**GIVEN EXERCISE:** Which lines of the entries below contain the word "instance"? Show each of those lines in full.

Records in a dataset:

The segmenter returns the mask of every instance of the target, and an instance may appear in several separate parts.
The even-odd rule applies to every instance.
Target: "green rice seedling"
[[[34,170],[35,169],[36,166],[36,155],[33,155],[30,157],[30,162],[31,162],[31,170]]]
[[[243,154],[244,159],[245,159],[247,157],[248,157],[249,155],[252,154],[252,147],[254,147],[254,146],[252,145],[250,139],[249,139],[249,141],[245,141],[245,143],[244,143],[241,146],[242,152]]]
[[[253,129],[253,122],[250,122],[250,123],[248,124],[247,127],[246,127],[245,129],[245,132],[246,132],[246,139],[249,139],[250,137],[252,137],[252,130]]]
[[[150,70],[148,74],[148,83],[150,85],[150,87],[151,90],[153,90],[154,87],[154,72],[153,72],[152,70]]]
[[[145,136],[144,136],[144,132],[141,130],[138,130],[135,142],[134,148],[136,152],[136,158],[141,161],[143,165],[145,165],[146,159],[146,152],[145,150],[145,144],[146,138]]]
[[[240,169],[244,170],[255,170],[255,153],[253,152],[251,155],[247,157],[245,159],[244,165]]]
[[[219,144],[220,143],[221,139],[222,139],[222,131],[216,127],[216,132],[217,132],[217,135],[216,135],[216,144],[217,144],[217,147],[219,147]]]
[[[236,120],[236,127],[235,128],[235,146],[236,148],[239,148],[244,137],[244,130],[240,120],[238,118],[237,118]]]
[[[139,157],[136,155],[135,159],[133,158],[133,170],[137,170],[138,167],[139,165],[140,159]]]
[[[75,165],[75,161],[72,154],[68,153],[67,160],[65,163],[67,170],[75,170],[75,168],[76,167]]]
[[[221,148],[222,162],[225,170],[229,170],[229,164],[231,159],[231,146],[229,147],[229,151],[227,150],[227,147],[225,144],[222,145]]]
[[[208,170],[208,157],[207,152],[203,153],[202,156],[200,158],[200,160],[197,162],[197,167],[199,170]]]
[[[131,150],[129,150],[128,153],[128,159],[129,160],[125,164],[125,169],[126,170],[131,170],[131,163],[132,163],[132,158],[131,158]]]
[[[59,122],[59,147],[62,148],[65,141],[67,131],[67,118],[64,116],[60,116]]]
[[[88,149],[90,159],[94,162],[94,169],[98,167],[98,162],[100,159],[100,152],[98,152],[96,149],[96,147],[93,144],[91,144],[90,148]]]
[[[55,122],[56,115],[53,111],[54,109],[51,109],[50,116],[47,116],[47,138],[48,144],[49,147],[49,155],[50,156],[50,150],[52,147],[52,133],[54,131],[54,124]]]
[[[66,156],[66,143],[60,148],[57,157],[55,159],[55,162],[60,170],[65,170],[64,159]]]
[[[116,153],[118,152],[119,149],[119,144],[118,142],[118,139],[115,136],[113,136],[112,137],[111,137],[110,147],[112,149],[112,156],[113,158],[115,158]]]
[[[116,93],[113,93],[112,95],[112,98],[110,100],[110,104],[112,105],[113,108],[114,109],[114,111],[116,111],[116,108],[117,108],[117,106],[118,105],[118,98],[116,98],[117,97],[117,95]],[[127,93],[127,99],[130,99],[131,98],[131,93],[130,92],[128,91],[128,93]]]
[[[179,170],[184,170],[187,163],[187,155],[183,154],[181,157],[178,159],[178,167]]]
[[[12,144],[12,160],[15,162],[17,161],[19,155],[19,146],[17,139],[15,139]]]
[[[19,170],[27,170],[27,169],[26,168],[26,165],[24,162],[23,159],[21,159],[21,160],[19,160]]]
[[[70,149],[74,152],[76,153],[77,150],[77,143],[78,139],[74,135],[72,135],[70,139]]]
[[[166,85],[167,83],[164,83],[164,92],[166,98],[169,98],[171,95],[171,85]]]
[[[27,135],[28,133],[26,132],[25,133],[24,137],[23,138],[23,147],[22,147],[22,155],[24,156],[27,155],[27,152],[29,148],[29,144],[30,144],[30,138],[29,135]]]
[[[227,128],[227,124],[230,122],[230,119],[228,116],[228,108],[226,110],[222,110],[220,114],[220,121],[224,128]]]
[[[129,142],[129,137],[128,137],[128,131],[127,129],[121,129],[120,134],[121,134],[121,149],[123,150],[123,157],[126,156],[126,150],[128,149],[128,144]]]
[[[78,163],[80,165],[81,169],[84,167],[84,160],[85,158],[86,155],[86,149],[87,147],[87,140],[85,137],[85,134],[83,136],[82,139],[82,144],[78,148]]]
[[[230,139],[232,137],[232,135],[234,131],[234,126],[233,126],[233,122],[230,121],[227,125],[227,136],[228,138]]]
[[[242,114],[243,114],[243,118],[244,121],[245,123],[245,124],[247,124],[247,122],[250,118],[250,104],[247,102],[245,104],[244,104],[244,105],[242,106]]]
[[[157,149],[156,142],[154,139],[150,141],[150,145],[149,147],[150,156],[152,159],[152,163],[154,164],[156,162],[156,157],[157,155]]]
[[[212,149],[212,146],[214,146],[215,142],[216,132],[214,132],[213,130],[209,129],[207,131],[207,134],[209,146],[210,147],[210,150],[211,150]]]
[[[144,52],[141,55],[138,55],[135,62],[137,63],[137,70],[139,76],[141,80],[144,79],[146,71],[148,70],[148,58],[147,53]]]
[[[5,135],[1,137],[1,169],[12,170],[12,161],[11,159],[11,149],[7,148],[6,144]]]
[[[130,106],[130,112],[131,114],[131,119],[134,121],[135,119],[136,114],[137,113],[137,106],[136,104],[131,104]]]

**SOLUTION TO THIS PROBLEM:**
The segmenter returns the mask of every instance of the target, and an instance may appear in several separate parts.
The even-odd rule applies to every instance.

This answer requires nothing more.